Stored records
_ _ _ _ _

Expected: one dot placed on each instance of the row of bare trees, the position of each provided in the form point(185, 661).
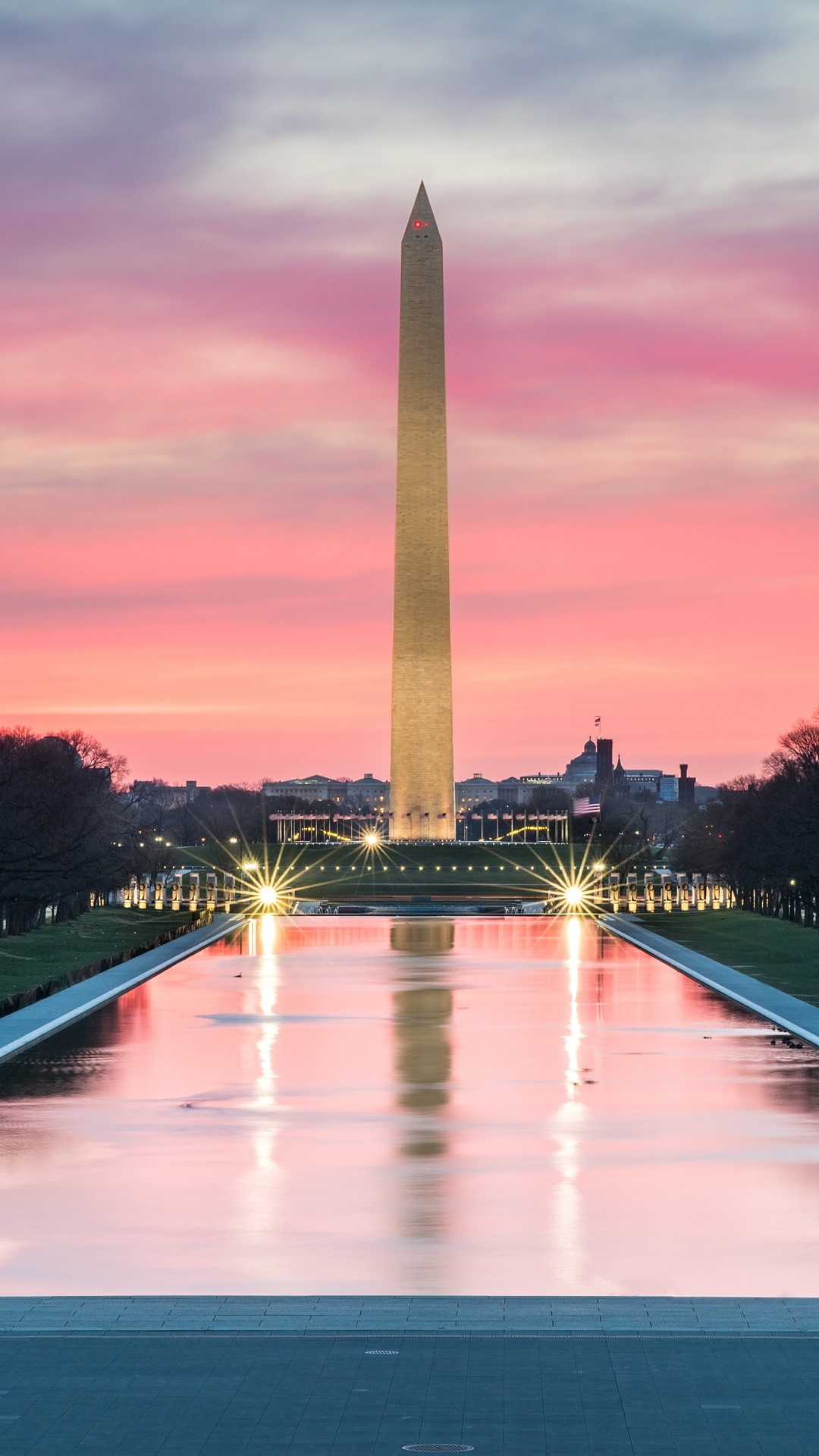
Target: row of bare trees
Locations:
point(64, 829)
point(763, 832)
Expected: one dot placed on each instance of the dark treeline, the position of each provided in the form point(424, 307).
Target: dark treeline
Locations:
point(763, 832)
point(63, 826)
point(215, 814)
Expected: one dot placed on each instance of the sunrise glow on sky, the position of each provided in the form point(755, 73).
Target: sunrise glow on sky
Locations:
point(205, 207)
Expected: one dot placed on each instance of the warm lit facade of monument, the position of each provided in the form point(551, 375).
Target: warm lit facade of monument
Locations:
point(422, 769)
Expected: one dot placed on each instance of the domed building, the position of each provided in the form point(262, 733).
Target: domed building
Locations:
point(585, 766)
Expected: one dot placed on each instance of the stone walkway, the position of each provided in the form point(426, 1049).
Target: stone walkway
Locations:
point(341, 1315)
point(284, 1395)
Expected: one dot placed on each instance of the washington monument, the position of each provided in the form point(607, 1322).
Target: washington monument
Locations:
point(422, 791)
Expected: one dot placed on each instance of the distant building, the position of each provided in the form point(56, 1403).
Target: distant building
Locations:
point(474, 791)
point(168, 795)
point(369, 794)
point(668, 788)
point(513, 791)
point(583, 767)
point(686, 788)
point(604, 767)
point(315, 788)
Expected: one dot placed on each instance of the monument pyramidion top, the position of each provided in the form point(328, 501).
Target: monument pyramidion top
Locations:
point(422, 218)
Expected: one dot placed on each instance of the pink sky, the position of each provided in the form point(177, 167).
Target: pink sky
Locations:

_ _ _ _ _

Can you return all of the records above word for word, leaving the pictures out?

Expected: one dot placed on each instance of the row of bare trees, the position of each provided in the form point(185, 661).
Target: row of bare trees
Locations:
point(64, 829)
point(763, 832)
Expected: one dot placed on each instance of the dark treeline, the position of each provided in the form point(424, 307).
Target: dark treeline
Locations:
point(763, 832)
point(63, 826)
point(215, 814)
Expected: one dot placed on each instance of the sunrise glow on sky, the position of each provided in the form point(755, 73).
Target: sunrise glow on sky
Locations:
point(205, 207)
Expected: one dot placed on each instance of the warm lit facade of monument, the position of each provided in the form point(551, 375).
Target: warm lit facade of monument
Locations:
point(422, 769)
Expected: one dot placed on each instance of the domed building, the position of each provided in the form point(262, 733).
Target: domed building
Locations:
point(585, 766)
Expected: one dot placed on each instance of the stone walkway, the position of each provided in the form point(426, 1049).
Target: stone walkway
Locations:
point(341, 1315)
point(284, 1395)
Expected: one dot placed on each instance of the washington monument, the position of each provided in the form point(607, 1322).
Target: washington monument
Locations:
point(422, 791)
Expected: one dot placed on each instance of the distant building, the position of each provided in the form point(56, 1403).
Target: distant building
Locations:
point(474, 791)
point(168, 795)
point(369, 794)
point(668, 788)
point(513, 791)
point(583, 767)
point(686, 788)
point(604, 767)
point(315, 788)
Expected: one dot placed on each instance of the monument pyramidion top, the position of each provided in the form point(328, 501).
Target: monument pyramidion top
Locations:
point(422, 218)
Expected: one dot placed on each instance of the pink sky, the position of each provided in the form point(177, 167).
Target: pink sky
Locations:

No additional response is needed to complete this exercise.